▶ [Instructions for the task] With the listing in front of you, retype it exactly.

▶ [Task input]
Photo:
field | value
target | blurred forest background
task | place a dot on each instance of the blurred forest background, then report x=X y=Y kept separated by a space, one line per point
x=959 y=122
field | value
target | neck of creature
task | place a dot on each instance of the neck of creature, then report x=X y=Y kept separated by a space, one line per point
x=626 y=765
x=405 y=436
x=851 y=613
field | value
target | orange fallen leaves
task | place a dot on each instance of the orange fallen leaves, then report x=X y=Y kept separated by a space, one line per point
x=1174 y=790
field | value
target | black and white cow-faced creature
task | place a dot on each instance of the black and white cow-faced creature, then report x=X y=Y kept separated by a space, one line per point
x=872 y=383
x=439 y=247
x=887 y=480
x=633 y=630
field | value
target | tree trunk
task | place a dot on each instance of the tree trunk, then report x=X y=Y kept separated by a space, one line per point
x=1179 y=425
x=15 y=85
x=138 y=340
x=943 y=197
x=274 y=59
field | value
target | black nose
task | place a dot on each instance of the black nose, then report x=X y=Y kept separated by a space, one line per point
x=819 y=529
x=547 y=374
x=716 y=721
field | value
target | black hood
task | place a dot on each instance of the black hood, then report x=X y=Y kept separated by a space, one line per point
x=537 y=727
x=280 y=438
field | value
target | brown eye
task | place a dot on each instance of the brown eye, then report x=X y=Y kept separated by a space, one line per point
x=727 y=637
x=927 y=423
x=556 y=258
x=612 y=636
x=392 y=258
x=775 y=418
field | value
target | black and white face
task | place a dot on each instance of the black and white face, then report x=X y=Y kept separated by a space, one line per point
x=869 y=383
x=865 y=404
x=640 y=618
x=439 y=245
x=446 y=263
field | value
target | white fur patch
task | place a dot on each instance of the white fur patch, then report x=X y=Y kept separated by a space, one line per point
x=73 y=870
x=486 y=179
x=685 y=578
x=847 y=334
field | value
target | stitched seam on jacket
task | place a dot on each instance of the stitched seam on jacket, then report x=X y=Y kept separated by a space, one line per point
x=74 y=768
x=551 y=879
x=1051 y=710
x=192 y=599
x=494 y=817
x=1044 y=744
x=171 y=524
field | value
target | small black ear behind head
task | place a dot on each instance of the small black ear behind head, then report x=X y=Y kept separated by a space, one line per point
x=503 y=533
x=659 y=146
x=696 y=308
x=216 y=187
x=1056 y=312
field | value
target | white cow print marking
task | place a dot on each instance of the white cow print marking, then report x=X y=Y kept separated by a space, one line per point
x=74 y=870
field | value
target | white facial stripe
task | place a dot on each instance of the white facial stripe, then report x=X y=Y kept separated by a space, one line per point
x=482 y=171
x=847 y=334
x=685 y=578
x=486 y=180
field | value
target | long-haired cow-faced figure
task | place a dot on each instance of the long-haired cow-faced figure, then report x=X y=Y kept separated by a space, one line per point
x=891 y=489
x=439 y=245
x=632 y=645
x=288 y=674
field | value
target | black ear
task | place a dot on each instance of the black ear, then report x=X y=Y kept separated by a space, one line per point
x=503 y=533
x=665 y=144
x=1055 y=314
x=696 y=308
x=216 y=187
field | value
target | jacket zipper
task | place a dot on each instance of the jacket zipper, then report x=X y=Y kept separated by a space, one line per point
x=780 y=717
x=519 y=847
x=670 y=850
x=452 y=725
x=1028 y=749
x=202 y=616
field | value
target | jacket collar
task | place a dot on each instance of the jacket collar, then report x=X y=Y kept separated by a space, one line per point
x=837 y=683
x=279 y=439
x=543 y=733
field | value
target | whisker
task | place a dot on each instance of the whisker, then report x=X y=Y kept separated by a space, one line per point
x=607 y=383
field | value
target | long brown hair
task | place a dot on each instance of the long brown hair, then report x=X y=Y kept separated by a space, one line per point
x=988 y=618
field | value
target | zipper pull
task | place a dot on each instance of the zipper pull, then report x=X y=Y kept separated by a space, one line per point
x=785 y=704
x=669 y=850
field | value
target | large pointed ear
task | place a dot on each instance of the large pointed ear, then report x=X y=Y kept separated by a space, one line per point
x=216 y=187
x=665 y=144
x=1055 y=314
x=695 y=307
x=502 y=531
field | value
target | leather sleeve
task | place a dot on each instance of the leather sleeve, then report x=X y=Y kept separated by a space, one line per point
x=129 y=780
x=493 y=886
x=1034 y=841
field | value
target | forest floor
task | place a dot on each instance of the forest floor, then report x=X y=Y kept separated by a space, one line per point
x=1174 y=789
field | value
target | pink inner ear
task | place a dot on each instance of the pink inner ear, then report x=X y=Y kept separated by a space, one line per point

▶ [Result for this task]
Photo:
field | value
target | blurred forest background
task | place a dot on each instance of the blurred forest background, then report x=X y=Y kept separated by a space, one line per point
x=959 y=122
field | value
target | neck of creature
task | place a dot on each instance of the neck of creature, then report x=X y=Y kept separated by a space, one line per point
x=626 y=765
x=405 y=436
x=851 y=613
field | value
target | orange fallen leaves
task | place a dot on each instance of the orange fallen leaves, then report x=X y=Y kept separated by a space, one line per point
x=1174 y=790
field | value
target | black and white cow-faced creature
task | place a dot on each instance of the black and white cow-faced creature, then report x=X y=Y kept separated by a space, one line per point
x=872 y=383
x=439 y=247
x=887 y=480
x=633 y=630
field | value
target | tree trunk
task | place a dot on each instance of the tree trunk, then report x=X y=Y kept separated by a space, one line per point
x=1179 y=425
x=15 y=85
x=138 y=340
x=943 y=197
x=274 y=59
field | value
target | black nose
task | place a dot on each instance of the black nose, then report x=X y=Y kept separated by a space, one line per point
x=819 y=529
x=547 y=374
x=716 y=721
field | value
target | black hood
task | place a dot on each instance of the black hood, then report x=X y=Y kept separated by a space, one line per point
x=537 y=727
x=280 y=438
field | value
target | brown eye
task | place a dot on each instance of the brown eye, then report x=X y=Y kept separated by a space, one line per point
x=727 y=637
x=927 y=423
x=556 y=258
x=612 y=636
x=392 y=258
x=775 y=418
field | value
target | black and white face
task | place a dot on each instance of the black and white face, then report x=X y=Y kept separated by a space, one line per point
x=869 y=383
x=865 y=404
x=640 y=618
x=439 y=245
x=446 y=263
field | value
target | white fur patch
task | place a dot on each instance of the white fur patch, then report x=X y=Y kept separated by a space, one line per point
x=73 y=870
x=486 y=179
x=685 y=578
x=847 y=334
field | value
target | stitched seam on jacket
task | place a dot on each instance of the stitched seam on jacket, then report x=X y=Y kept separated by a space, one line per point
x=74 y=768
x=551 y=879
x=1051 y=710
x=192 y=599
x=494 y=817
x=1044 y=744
x=171 y=524
field | value
target | small black ear behind head
task | place a dot on each instance of the small black ear behind head, then report x=X y=Y kept separated by a space, one line per point
x=503 y=533
x=659 y=146
x=696 y=308
x=216 y=187
x=1056 y=312
field | value
target | white cow print marking
task | place a dot on each instance of the white cow print marking, then report x=X y=Y kept separated by a space, one line per point
x=74 y=870
field | value
target | white facial stripe
task | place a dot on each instance of the white facial stripe, then report x=X y=Y kept separated by a space, one line per point
x=482 y=171
x=847 y=334
x=685 y=578
x=486 y=180
field | value
target | long-haired cow-faced figure
task | place a dot on each instance of the long-haired cow-faced figure, then report x=X y=Y kept separated by a space, one line per point
x=891 y=489
x=439 y=245
x=632 y=645
x=288 y=674
field | value
target | black ear
task | place a dot on each instance of the black ear, then report x=X y=Y kept separated by a space, one line per point
x=503 y=533
x=665 y=144
x=1055 y=314
x=696 y=308
x=216 y=187
field | value
target | jacket zipper
task | place a dot on each instance of the jacket zipper, then report x=X y=Y kept separated by a space, one line per point
x=780 y=717
x=519 y=847
x=670 y=850
x=452 y=725
x=1028 y=749
x=202 y=616
field | value
target | jacket collar
task | place a dot on each instance of the jacket collar, then report x=X y=Y kept separated by a space, one line per point
x=837 y=683
x=279 y=439
x=543 y=733
field | value
target | whisker
task | place a dot on each instance of the whisker, then report x=X y=Y kept separated by a space, one line per point
x=607 y=383
field | value
target | long brown hair
task | place a dot on each instance of the long brown hair, then report x=X y=Y kept separated by a space, one line per point
x=988 y=618
field | value
target | zipper pull
task | place a dot on each instance of the zipper pull, then report x=X y=Y kept separated by a space, one line per point
x=785 y=704
x=669 y=850
field | value
target | large pointed ear
task | place a dot on each instance of the large pointed ear, then report x=X y=Y kept separated by a space, one line per point
x=216 y=187
x=665 y=144
x=1055 y=314
x=695 y=307
x=502 y=531
field | value
target | leather sleeve
task | place a dot on each instance of the leather sleeve, then report x=X y=Y kept separated by a space, one line per point
x=129 y=780
x=493 y=886
x=1034 y=841
field | value
target | forest floor
task | place a dot on each instance of the forest floor, then report x=X y=Y kept separated by a space, one line per point
x=1174 y=789
field | value
target | pink inner ear
task | place a dot on each instance of the pink inner ear, then report x=X y=Y kept separated by a space, one line per point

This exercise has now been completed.